To be done -
Go through the records underneath and write each one out again exactly.
--- Material to process ---
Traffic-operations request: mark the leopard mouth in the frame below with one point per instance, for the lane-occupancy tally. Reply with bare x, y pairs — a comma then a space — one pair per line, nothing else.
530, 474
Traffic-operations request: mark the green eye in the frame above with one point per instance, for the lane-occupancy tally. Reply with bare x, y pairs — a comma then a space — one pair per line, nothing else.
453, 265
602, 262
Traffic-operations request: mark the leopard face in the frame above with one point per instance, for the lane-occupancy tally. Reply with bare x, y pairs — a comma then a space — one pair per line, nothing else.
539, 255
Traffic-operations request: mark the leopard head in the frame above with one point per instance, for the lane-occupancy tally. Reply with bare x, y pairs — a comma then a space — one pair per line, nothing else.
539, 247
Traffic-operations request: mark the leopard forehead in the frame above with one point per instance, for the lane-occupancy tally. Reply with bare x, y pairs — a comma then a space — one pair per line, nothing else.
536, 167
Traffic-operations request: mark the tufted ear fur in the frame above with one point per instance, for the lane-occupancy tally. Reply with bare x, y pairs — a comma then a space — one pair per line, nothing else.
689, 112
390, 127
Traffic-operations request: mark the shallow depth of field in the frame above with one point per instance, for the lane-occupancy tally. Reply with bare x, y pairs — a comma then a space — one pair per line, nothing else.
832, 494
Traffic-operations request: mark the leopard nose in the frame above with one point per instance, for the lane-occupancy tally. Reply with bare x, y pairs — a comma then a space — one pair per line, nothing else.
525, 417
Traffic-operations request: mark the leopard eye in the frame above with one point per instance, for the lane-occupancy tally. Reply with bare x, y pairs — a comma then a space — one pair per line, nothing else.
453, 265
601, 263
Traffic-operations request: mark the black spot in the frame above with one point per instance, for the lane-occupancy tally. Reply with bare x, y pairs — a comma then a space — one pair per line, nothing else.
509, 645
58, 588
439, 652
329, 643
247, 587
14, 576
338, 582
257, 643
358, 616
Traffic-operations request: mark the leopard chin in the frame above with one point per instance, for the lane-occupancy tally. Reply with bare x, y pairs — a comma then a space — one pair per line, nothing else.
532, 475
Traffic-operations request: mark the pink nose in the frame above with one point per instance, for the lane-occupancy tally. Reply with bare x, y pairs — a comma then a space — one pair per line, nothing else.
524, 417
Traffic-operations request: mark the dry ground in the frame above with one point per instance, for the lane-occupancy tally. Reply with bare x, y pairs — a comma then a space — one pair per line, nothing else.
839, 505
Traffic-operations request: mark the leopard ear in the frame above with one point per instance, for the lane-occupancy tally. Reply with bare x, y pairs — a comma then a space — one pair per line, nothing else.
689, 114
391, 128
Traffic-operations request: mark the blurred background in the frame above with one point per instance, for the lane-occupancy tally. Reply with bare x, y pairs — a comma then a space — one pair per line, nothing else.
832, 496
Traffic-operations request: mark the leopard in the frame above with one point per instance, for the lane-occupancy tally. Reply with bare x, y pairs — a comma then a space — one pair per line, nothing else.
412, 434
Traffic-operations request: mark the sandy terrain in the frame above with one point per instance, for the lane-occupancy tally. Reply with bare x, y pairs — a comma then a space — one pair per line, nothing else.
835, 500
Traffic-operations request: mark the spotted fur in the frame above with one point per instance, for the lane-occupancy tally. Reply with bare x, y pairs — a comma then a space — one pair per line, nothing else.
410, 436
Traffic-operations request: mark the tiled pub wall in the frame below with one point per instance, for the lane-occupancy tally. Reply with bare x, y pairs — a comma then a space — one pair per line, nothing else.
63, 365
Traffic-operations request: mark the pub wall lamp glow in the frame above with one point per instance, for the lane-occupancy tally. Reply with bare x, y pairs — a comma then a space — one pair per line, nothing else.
---
Result below -
Traffic-operations request: mark the leopard mouth in the frame below with one point per instance, for the lane-occupancy tally. Reply with bare x, y pairs — a comma then a space — one pair per line, nothing else.
530, 474
Traffic-operations request: mark the green eye in the frame above with one point per instance, for the lane-occupancy tally. Reply with bare x, y pairs — a comma then a space — one pair per line, nothing else.
453, 265
602, 262
Traffic-operations request: mark the leopard face in the frame above with one point per instance, for the lane-occupancy tally. Reply with bare x, y pairs — a comma then a space — one pair per line, nothing else.
539, 255
Traffic-operations request: mark the leopard head in the frame above with one point per instance, for the lane-occupancy tally. Reply with bare x, y pairs — a comma then a space — one pair per line, nothing else.
539, 247
Traffic-operations request: mark the leopard forehead in the frame above with one point per instance, for the lane-occupancy tally. Reply with bare x, y pairs — a comma then a space — one pair per line, nothing else.
536, 167
Traffic-operations request: mark the tufted ear fur in the frame above with one point per instance, for the lane-occupancy tally. Reply with bare x, y pairs — a comma then a space — one pair per line, nothing else.
689, 112
390, 127
Traffic-operations request: mark the shallow depth of field in the frame above with one point per instance, for the lane-occupancy tally. Reply with bare x, y pairs — a comma then a space — one pair per line, nothing else.
832, 494
Traffic-operations request: mark the leopard nose in the frame above with one point per instance, for the lane-occupancy tally. Reply with bare x, y pairs — a comma then a space — one pair per line, nothing else.
525, 417
Traffic-operations request: mark the leopard eye in the frame above with one point per instance, for the lane-occupancy tally. Reply with bare x, y pairs — a comma then a space — one pair per line, nothing else.
453, 265
601, 263
Traffic-operations request: mark the black spot in the frame above with one point per instance, for the lane-occupancy tally. Reply with bare x, y pairs — a comma then a space — one pair per line, nothing else.
509, 645
58, 588
439, 652
329, 643
247, 587
14, 576
338, 582
257, 643
358, 616
Traffic-operations request: mark the leopard chin in the frame above with one point per instance, for the lane-occupancy tally. Reply with bare x, y pairs — a comma then a space — one pair per line, nothing else.
532, 475
Traffic-operations request: mark the pink nose in the frame above with one point per instance, for the lane-occupancy tally. Reply with bare x, y pairs — a comma then a space — one pair per line, nothing else.
524, 417
Traffic-operations request: mark the dry ground in the frame above with one point per instance, for the lane-occupancy tally. Reply with bare x, y pairs — a comma then a space — one pair per line, nothing else.
839, 505
Traffic-operations request: mark the leopard ear in the frame above with one point per instance, for the lane-occupancy tally. Reply with bare x, y pairs — a comma then a space — one pair per line, nothing else.
689, 114
391, 128
Traffic-operations request: mark the blurred background in the frame above with one point per instance, for the lane-occupancy tally. Reply with bare x, y pairs — a comma then a space — one pair per line, nothing else.
832, 496
Traffic-operations request: mark the leopard in the frame above with one point per instance, for the lane-occupancy tally. Reply with bare x, y pairs — a comma then a space — one pair per line, nothing else.
412, 434
Traffic-operations request: mark the sandy terrain in the frame above with one point per instance, for the lane-occupancy tally. Reply with bare x, y pairs — a comma then a space — one pair per line, nothing else.
835, 500
Traffic-operations request: mark the spotted fur in the frame above with one point per instance, for the lane-occupancy tally. Reply with bare x, y pairs — a comma then a space — one pair per line, nothing else.
410, 436
Traffic-operations request: mark the tiled pub wall in the frame below with one point per instance, for the lane-occupancy tally. Reply with bare x, y pairs — a comma then a space — one pair per line, nothing else.
63, 365
Traffic-operations request: mark the pub wall lamp glow in the frame above with one point per instance, for the lane-occupancy tally. Reply with bare x, y pairs — a comma then a space — one pair per line, nothing else.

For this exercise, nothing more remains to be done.